● TASK PROMPT:
Please turn all the lines below into a Markdown table with two columns, "Row" for the row number and "Line" for the line itself, leaving out blank lines and the pictures.

● SUPPLIED MATERIAL:
-------------------------

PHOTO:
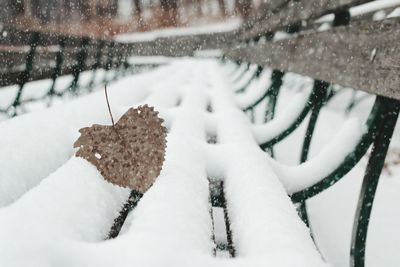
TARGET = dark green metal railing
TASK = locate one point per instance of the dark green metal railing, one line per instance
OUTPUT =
(87, 54)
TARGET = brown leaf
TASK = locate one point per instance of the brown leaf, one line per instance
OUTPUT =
(131, 153)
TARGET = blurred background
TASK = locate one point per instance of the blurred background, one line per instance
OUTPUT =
(102, 18)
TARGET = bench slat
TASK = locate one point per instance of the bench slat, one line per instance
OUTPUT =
(363, 55)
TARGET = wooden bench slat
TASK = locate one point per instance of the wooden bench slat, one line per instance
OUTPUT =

-------------------------

● THE COMPLETED TASK:
| Row | Line |
|---|---|
| 1 | PHOTO: |
| 2 | TARGET = dark green metal railing |
| 3 | TASK = locate one point per instance of the dark green metal railing, one line per instance |
| 4 | OUTPUT = |
| 5 | (87, 54) |
| 6 | TARGET = brown leaf |
| 7 | TASK = locate one point per instance of the brown leaf, one line per instance |
| 8 | OUTPUT = |
| 9 | (131, 153) |
| 10 | TARGET = blurred background |
| 11 | TASK = locate one point per instance of the blurred background, one line per instance |
| 12 | OUTPUT = |
| 13 | (102, 18) |
| 14 | TARGET = bench slat |
| 15 | TASK = locate one point per instance of the bench slat, one line per instance |
| 16 | OUTPUT = |
| 17 | (363, 55) |
| 18 | TARGET = wooden bench slat |
| 19 | TASK = locate one point per instance of the wooden bench slat, one line per instance |
| 20 | OUTPUT = |